**TEXTAUSSCHNITT**
____
Die Flutwelle sei auslöst worden durch das unter liberianischer Flagge fahrende Containerschiff "MS ...", dessen verantwortliche Schiffsführer zum Zeitpunkt des Vorfalls der Beklagte zu 2) als Kapitän und der Beklagte zu 3) als beratender Lotse gewesen seien. Das Containerschiff sei zu schnell gefahren.
Der Kläger vertrat die Auffassung, dass die Gemeinde durch die Anlegung des Parkplatzes und die Genehmigung der Aufstellung von Verkaufsbuden eine Gefahrenquelle geschaffen habe. Sie habe die Pflicht Vorkehrungen zu treffen, dass den das Gelände betretenden Personen durch eine Flutwelle kein Schaden entstehe. Die Vorkehrungen hätten sich darauf beziehe müssen, dass niemand durch eine plötzlich auftretende Flutwelle zu Schaden kommt.
____
**DATENAUSZÜGE**
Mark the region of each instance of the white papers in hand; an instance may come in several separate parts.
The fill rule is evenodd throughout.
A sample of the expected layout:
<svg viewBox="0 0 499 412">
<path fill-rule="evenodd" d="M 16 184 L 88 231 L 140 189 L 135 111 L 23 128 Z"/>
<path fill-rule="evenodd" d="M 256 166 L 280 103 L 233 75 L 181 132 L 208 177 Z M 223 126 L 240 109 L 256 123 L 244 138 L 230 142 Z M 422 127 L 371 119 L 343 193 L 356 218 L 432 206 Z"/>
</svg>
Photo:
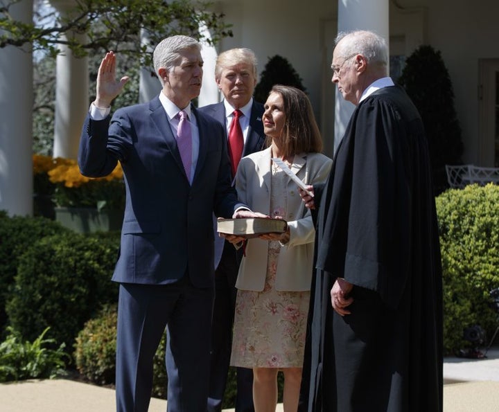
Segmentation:
<svg viewBox="0 0 499 412">
<path fill-rule="evenodd" d="M 291 180 L 292 180 L 295 183 L 297 183 L 299 188 L 305 190 L 309 196 L 312 196 L 313 197 L 313 194 L 306 190 L 306 185 L 299 179 L 298 179 L 297 175 L 291 171 L 291 169 L 290 169 L 281 159 L 279 159 L 278 157 L 272 157 L 272 161 L 279 168 L 281 168 L 283 170 L 284 173 L 288 174 L 288 176 L 291 178 Z"/>
</svg>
____
**ARBEITSAUFTRAG**
Zitiere aus dem Textausschnitt über die Flutwelle die Stelle, die bei „Die Flutwelle sei“ anfängt und bei „zu Schaden kommt.“ aufhört.

**LÖSUNG**
Die Flutwelle sei auslöst worden durch das unter liberianischer Flagge fahrende Containerschiff "MS ...", dessen verantwortliche Schiffsführer zum Zeitpunkt des Vorfalls der Beklagte zu 2) als Kapitän und der Beklagte zu 3) als beratender Lotse gewesen seien. Das Containerschiff sei zu schnell gefahren.
Der Kläger vertrat die Auffassung, dass die Gemeinde durch die Anlegung des Parkplatzes und die Genehmigung der Aufstellung von Verkaufsbuden eine Gefahrenquelle geschaffen habe. Sie habe die Pflicht Vorkehrungen zu treffen, dass den das Gelände betretenden Personen durch eine Flutwelle kein Schaden entstehe. Die Vorkehrungen hätten sich darauf beziehe müssen, dass niemand durch eine plötzlich auftretende Flutwelle zu Schaden kommt.